(Referring expression data)
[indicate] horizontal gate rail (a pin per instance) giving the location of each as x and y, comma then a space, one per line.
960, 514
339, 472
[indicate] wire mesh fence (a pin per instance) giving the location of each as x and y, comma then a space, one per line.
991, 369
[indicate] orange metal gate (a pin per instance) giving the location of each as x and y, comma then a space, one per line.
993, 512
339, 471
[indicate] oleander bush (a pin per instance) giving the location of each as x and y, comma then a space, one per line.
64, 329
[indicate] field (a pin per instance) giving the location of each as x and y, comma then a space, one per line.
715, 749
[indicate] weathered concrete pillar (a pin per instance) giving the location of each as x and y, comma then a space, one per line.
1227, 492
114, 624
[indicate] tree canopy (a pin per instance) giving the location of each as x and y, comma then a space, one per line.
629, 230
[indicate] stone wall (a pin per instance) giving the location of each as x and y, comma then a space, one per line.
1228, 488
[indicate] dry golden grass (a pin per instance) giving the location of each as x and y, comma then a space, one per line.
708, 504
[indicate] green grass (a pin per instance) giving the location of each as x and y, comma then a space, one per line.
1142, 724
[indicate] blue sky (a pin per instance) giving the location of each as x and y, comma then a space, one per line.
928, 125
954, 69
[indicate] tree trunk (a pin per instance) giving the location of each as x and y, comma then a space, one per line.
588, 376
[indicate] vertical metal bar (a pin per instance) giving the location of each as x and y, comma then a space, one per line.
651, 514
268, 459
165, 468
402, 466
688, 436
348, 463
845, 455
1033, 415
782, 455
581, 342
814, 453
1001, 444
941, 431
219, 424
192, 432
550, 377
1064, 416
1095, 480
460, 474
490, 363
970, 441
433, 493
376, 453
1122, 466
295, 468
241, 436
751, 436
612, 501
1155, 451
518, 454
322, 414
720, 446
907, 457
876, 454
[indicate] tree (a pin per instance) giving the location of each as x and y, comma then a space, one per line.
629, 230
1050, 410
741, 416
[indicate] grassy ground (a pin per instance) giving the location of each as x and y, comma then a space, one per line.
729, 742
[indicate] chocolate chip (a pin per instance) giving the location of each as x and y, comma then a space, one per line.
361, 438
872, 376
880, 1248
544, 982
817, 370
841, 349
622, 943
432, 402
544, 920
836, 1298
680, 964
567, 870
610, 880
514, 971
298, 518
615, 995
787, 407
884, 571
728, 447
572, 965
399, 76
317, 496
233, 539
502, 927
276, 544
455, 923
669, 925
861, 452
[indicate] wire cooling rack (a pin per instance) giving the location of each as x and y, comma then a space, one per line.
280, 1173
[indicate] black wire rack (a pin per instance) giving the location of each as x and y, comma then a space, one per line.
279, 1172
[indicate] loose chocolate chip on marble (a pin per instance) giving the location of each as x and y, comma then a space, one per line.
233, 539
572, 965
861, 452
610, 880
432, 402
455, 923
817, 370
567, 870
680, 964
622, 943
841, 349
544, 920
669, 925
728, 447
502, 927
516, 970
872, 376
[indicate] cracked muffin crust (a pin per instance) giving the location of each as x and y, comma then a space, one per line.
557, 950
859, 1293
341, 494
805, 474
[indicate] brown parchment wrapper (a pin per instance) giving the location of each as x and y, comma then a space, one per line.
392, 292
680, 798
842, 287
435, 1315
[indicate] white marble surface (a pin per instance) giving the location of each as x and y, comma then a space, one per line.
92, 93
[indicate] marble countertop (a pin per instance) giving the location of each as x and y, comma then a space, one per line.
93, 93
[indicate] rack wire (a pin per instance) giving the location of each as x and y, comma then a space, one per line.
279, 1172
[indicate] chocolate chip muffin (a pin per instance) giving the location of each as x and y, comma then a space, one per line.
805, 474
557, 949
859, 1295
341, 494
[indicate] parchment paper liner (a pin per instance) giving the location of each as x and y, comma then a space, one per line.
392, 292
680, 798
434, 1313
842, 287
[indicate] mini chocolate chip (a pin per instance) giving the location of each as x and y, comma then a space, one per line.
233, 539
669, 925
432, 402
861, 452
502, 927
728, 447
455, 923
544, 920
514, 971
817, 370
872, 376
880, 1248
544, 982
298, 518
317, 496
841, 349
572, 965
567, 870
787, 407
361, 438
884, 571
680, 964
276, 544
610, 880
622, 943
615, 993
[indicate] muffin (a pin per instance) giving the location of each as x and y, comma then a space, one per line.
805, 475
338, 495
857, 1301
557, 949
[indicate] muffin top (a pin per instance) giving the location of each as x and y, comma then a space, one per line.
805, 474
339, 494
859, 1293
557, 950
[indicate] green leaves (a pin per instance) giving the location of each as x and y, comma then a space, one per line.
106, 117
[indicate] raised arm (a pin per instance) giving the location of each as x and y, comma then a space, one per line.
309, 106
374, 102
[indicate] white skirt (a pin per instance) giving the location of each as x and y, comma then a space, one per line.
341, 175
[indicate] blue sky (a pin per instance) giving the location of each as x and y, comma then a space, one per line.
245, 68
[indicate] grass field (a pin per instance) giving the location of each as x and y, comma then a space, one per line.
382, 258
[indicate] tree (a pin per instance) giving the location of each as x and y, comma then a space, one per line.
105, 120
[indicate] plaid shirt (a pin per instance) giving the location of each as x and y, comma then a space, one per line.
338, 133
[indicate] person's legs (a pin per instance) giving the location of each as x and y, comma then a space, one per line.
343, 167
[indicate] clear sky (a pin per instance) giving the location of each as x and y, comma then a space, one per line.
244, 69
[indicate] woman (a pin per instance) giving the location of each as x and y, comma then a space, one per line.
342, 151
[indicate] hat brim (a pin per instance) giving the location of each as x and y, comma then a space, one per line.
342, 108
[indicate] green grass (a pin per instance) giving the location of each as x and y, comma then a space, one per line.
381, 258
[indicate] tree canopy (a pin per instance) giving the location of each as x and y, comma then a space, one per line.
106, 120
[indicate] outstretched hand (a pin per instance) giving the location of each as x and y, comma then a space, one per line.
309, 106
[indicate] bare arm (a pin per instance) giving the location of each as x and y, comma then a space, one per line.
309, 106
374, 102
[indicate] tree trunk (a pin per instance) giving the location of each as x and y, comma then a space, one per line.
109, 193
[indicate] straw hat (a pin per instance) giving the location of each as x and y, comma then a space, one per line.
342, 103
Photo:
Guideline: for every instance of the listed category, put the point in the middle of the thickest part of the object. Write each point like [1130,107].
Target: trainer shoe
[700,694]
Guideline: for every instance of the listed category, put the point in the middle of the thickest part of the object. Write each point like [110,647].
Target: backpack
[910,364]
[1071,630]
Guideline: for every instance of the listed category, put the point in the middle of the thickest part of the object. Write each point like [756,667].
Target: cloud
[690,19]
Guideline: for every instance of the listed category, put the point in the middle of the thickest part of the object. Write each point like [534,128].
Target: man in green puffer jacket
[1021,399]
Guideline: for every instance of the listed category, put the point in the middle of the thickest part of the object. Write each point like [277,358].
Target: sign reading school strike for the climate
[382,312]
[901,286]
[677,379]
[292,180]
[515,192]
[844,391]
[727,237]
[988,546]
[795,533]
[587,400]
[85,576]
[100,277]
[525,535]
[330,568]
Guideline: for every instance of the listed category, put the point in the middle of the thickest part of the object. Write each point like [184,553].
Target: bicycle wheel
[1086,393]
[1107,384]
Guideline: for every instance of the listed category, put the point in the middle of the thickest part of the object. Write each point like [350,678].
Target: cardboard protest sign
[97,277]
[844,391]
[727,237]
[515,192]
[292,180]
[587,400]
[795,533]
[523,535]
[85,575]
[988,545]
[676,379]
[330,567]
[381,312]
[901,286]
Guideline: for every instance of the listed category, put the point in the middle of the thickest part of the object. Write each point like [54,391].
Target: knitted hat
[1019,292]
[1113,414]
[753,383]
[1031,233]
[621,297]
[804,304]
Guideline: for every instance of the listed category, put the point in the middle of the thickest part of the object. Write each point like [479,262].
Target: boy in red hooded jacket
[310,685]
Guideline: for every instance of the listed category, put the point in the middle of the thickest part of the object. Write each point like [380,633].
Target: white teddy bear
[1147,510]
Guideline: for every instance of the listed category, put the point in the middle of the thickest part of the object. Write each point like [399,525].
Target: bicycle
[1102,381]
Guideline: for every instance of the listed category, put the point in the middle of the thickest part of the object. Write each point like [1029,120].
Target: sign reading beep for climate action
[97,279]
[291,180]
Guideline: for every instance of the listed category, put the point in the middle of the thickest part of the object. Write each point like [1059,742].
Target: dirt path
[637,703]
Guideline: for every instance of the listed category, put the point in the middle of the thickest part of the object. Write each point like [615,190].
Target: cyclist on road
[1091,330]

**PROBLEM DETAILS:** The reply should consist solely of the lines above from the one that has "Target: trainer shoe" through the one that has "point like [277,358].", reproduced exactly.

**YOUR SOLUTION:**
Target: trainer shoe
[700,694]
Guideline: for every instance of the listed category, put the point in the middle of the thickest part of the object. Write each point like [110,647].
Target: backpack
[910,364]
[1071,630]
Guideline: for every instance of the listed category, put the point in the middle of the thickest part of the object. Write each point like [756,667].
Target: cloud
[690,19]
Guideline: for every instance of the listed category, put the point in the middle of the thickest part of the object. Write each point like [534,128].
Target: man in green puffer jacket
[1021,399]
Guideline: for every instance of the listed category, put the point in the middle of the thickest part of the object. Write each point like [277,358].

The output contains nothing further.